Do this – Reproduce the lines from the one containing "burning field in the image above." through the last line, inclusive, keeping the requests as they are and offsetting every coordinate in the answers by 142.

--- BEGIN Supplied material ---

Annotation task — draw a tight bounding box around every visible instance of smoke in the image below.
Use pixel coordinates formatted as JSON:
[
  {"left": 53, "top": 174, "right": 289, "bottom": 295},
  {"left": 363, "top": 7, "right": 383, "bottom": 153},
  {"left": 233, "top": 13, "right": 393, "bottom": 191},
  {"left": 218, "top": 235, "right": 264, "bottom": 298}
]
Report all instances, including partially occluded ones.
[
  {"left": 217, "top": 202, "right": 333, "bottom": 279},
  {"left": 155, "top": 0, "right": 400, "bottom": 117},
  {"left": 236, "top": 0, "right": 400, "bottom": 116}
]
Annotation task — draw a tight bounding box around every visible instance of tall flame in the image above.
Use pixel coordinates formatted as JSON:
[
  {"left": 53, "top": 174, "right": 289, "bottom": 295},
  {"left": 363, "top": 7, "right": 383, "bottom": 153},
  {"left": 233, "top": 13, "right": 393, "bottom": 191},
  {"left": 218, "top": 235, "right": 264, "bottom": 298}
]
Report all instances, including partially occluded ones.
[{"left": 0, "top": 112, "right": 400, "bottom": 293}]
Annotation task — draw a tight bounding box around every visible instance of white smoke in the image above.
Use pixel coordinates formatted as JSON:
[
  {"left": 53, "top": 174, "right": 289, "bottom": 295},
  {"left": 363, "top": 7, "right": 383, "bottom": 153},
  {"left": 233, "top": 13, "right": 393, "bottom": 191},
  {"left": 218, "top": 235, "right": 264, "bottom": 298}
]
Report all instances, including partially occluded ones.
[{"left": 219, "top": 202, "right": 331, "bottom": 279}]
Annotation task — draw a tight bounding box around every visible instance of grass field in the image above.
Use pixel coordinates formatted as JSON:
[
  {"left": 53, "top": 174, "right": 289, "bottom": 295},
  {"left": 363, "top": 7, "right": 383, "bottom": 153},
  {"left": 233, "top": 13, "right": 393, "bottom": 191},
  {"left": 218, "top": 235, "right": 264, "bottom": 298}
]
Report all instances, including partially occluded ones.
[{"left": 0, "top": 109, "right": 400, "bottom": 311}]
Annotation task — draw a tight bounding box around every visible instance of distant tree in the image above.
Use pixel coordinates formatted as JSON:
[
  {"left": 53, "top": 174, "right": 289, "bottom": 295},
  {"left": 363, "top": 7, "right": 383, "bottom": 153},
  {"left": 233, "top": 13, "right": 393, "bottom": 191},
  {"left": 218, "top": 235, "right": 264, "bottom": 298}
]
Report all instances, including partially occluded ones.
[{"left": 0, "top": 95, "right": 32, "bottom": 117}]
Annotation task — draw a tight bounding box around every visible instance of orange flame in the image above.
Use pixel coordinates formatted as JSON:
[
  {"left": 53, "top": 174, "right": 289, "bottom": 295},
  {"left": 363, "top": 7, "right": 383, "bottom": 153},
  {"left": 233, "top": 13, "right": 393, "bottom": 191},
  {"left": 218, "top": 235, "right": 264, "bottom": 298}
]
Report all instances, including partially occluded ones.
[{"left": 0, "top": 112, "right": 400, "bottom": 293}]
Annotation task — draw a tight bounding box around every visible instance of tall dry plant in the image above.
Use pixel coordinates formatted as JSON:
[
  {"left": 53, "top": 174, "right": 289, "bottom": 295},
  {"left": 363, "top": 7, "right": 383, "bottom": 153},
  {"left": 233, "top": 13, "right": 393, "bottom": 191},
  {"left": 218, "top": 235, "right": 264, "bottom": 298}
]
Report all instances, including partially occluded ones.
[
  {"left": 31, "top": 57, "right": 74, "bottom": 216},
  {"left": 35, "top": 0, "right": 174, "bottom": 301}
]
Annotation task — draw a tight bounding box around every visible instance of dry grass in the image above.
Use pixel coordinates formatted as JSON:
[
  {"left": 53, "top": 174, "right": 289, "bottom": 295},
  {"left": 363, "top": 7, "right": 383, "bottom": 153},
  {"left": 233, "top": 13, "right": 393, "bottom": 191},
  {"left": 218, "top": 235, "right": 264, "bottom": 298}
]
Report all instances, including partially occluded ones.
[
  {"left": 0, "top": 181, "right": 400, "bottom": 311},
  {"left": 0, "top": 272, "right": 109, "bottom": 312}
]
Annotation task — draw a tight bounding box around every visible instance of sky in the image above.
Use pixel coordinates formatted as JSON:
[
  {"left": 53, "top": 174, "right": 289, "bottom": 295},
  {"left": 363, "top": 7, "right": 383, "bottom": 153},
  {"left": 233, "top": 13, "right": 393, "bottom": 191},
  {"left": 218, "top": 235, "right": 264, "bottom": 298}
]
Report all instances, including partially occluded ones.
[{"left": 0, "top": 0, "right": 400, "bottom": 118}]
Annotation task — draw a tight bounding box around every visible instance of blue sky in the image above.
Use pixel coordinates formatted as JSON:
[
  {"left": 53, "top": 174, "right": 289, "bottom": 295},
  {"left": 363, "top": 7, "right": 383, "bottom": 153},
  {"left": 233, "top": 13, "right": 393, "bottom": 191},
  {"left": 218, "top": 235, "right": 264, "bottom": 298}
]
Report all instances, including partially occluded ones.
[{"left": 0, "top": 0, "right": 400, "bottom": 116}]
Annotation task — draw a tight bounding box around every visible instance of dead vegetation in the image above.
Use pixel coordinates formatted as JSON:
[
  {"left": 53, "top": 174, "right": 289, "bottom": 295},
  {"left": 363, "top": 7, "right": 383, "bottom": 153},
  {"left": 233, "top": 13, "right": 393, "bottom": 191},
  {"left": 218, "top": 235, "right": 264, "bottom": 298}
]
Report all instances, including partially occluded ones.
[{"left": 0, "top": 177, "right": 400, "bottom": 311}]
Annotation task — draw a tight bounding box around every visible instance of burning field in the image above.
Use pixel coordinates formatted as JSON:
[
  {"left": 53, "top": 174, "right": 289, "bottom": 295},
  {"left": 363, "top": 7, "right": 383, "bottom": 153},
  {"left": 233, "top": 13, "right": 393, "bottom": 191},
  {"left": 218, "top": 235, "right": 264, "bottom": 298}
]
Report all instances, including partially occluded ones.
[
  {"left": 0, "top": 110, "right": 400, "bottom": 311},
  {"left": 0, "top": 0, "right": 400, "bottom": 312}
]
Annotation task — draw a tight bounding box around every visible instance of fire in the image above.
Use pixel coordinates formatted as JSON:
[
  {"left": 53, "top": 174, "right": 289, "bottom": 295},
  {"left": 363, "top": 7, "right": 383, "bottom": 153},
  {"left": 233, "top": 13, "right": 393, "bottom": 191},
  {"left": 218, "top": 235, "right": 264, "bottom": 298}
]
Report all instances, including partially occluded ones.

--- END Supplied material ---

The completed task –
Annotation task — draw a tight bounding box around every visible instance of burning field in the image above.
Use pixel coordinates formatted as JSON:
[
  {"left": 53, "top": 174, "right": 289, "bottom": 295},
  {"left": 363, "top": 7, "right": 383, "bottom": 153},
  {"left": 233, "top": 13, "right": 393, "bottom": 191},
  {"left": 218, "top": 235, "right": 264, "bottom": 298}
]
Report all instances, including partially occluded ones.
[
  {"left": 142, "top": 252, "right": 542, "bottom": 453},
  {"left": 142, "top": 142, "right": 542, "bottom": 454}
]
Annotation task — draw a tight bounding box around every visible instance of fire in the image above.
Use pixel coordinates formatted as JSON:
[
  {"left": 53, "top": 174, "right": 289, "bottom": 295},
  {"left": 363, "top": 7, "right": 383, "bottom": 153},
  {"left": 233, "top": 13, "right": 393, "bottom": 191},
  {"left": 218, "top": 235, "right": 264, "bottom": 298}
]
Report all instances, including partially occluded ones.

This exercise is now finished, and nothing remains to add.